EXTRACT PROVIDED:
Making the Right Moves

These colleagues traded Lear jets for 18-wheelers

William Brady and James DolanJamie Dolan (left) and Bill Brady, co-workers at Bombardier, decided to leave the world of finance and buy McLure Moving & Storage in Essex Junction five years ago.

by Liz Schick

When William Brady and James Dolan were considering the purchase of McLure Moving and Storage, they set themselves up for a surprise.

“We thought we knew what we were doing,” says Brady. “If you are a lender to a business or industry — as we were to the transportation industry at Bombardier Capital — you think you know the business; so when we were considering various opportunities, Jamie and I thought we had a step up with McLure.”

He pauses, and Dolan chimes in. “Our thinking wasn’t quite as clear as we thought.”

They were willing to give up their perks of flying around in Lear jets and working with Wall Street bankers if they could find a business that would be big enough to support them, but one where technological obsolescence would not be a factor. When they found McLure was for sale, they took a close look.

GIVEN TASK:
In the article, what business did William Brady and James Dolan buy? The items that follow have no connection to the article.

Items from a pointing dataset:

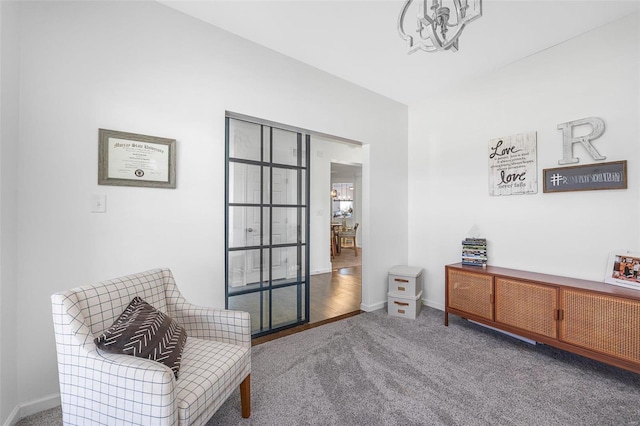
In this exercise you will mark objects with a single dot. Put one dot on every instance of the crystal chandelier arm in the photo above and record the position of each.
(403, 12)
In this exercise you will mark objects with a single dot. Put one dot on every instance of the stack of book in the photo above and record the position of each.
(474, 251)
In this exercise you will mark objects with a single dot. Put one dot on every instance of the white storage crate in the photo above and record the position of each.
(404, 307)
(405, 281)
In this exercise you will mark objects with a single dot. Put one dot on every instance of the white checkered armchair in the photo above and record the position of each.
(98, 387)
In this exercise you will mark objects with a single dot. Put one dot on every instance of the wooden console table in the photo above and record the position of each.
(589, 318)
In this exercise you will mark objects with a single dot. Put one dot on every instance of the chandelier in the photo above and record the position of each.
(436, 29)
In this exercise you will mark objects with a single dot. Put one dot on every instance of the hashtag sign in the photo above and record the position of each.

TASK RESULT:
McLure Moving & Storage in Essex Junction.